● **TASK TO COMPLETE**: Beginning with the line where "mark the wood siding" appears, repeat every remaining line of the entries exactly, the last line included.

● **RECORDS PROVIDED**:
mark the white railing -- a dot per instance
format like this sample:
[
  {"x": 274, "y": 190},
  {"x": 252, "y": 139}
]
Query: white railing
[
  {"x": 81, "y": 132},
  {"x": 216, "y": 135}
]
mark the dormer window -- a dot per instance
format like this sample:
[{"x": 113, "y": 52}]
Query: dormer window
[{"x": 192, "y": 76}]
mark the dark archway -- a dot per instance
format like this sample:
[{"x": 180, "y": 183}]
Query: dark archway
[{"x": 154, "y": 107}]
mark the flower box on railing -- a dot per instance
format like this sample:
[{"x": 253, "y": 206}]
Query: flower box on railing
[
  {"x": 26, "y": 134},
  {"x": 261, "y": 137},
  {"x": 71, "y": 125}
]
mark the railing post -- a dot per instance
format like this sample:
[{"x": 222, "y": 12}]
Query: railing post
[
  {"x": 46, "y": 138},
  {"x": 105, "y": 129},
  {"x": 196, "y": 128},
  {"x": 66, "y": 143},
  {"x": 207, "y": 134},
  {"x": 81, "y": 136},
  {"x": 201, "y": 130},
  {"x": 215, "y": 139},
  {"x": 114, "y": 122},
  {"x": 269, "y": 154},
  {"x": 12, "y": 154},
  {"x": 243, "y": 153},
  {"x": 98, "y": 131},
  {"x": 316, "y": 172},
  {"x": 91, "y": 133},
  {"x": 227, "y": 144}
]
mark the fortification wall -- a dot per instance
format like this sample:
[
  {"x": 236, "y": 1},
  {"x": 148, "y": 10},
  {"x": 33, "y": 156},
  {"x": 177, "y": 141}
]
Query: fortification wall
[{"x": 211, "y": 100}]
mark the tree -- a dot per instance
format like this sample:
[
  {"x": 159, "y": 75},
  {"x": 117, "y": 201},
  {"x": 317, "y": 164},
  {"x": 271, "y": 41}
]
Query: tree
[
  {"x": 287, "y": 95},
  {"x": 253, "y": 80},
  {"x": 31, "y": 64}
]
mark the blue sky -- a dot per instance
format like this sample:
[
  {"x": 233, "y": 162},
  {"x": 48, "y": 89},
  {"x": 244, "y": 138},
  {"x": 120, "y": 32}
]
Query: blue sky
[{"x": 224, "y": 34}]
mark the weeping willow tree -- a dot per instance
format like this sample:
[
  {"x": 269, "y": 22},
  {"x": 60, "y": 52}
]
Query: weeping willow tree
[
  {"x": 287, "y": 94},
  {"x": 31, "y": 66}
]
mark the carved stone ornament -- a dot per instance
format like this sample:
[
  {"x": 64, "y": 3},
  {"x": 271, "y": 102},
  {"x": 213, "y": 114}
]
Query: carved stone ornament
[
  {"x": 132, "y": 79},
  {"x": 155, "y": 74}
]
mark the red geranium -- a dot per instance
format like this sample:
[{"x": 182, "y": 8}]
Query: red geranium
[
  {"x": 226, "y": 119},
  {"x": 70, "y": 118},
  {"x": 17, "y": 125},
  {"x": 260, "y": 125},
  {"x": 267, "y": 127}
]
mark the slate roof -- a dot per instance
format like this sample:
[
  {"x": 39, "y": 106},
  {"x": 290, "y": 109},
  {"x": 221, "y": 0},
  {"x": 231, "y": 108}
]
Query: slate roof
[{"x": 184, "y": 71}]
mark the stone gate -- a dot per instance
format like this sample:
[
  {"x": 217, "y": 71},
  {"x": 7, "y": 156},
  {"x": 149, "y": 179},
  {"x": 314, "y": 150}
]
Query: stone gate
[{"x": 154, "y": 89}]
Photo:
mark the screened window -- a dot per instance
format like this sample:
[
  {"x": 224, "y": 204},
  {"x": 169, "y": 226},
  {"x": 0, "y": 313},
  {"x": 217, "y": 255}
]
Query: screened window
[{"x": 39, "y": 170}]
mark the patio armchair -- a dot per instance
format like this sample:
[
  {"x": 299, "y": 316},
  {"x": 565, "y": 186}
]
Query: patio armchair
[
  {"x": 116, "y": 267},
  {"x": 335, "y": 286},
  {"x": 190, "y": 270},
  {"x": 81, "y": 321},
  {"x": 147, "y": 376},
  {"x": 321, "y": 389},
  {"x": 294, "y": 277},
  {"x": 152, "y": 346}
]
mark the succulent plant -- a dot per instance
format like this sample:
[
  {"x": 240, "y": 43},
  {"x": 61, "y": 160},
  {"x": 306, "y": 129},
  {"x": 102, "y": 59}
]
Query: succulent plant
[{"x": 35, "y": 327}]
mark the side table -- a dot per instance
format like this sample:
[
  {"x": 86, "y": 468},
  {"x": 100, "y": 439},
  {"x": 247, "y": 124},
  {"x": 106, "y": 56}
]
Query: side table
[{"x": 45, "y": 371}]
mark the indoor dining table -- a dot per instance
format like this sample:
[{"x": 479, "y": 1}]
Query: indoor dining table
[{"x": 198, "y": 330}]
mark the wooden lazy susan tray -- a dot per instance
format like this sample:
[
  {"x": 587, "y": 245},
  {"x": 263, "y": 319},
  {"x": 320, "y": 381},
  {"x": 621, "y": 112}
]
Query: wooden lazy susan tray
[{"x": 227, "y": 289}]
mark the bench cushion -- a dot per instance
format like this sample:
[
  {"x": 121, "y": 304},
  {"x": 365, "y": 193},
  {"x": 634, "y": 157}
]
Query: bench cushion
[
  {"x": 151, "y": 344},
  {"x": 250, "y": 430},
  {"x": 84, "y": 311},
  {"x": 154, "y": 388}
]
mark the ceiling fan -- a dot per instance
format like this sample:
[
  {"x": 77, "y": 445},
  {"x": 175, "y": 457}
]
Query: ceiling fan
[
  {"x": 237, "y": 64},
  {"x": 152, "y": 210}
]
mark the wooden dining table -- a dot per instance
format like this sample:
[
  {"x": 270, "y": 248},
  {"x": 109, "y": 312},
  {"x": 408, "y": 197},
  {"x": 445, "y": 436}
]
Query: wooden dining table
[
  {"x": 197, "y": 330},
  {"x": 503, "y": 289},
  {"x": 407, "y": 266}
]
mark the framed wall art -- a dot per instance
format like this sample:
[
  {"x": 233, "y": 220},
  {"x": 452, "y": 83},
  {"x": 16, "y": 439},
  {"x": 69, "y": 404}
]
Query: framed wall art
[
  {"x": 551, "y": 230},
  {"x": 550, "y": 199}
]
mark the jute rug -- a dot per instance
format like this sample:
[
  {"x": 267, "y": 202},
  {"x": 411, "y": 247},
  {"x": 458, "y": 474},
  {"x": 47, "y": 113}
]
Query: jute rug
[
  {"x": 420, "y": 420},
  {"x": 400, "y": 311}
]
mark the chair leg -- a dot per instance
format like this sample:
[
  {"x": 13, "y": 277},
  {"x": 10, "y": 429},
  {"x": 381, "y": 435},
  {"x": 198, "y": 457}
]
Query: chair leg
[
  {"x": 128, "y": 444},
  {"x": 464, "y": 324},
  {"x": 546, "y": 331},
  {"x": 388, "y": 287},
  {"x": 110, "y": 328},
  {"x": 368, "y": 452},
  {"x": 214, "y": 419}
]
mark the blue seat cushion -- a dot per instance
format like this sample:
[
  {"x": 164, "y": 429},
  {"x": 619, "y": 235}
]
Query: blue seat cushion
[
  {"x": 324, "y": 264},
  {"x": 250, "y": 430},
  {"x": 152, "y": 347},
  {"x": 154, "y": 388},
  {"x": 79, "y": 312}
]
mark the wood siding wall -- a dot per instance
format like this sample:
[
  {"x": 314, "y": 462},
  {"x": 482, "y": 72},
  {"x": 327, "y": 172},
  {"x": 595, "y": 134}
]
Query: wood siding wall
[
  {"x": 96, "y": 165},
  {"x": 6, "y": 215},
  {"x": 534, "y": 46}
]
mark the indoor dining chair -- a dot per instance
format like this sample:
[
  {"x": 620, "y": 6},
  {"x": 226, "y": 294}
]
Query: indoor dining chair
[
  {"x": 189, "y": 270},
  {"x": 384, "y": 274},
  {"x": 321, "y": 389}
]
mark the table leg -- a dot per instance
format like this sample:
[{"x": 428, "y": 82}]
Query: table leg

● **FINISHED EXERCISE**:
mark the wood siding wall -- a dot per instance
format like this sample:
[
  {"x": 314, "y": 462},
  {"x": 482, "y": 72},
  {"x": 327, "y": 172},
  {"x": 595, "y": 134}
]
Query: wood siding wall
[
  {"x": 96, "y": 165},
  {"x": 6, "y": 215},
  {"x": 534, "y": 46}
]
mark the indoor dining chair -- a dot per instance
format like this sample:
[
  {"x": 620, "y": 6},
  {"x": 226, "y": 294}
]
Query: indoor dining chair
[
  {"x": 189, "y": 270},
  {"x": 384, "y": 274},
  {"x": 321, "y": 389}
]
mark the table leg -- a dot per instance
format like this sample:
[{"x": 428, "y": 82}]
Query: table leg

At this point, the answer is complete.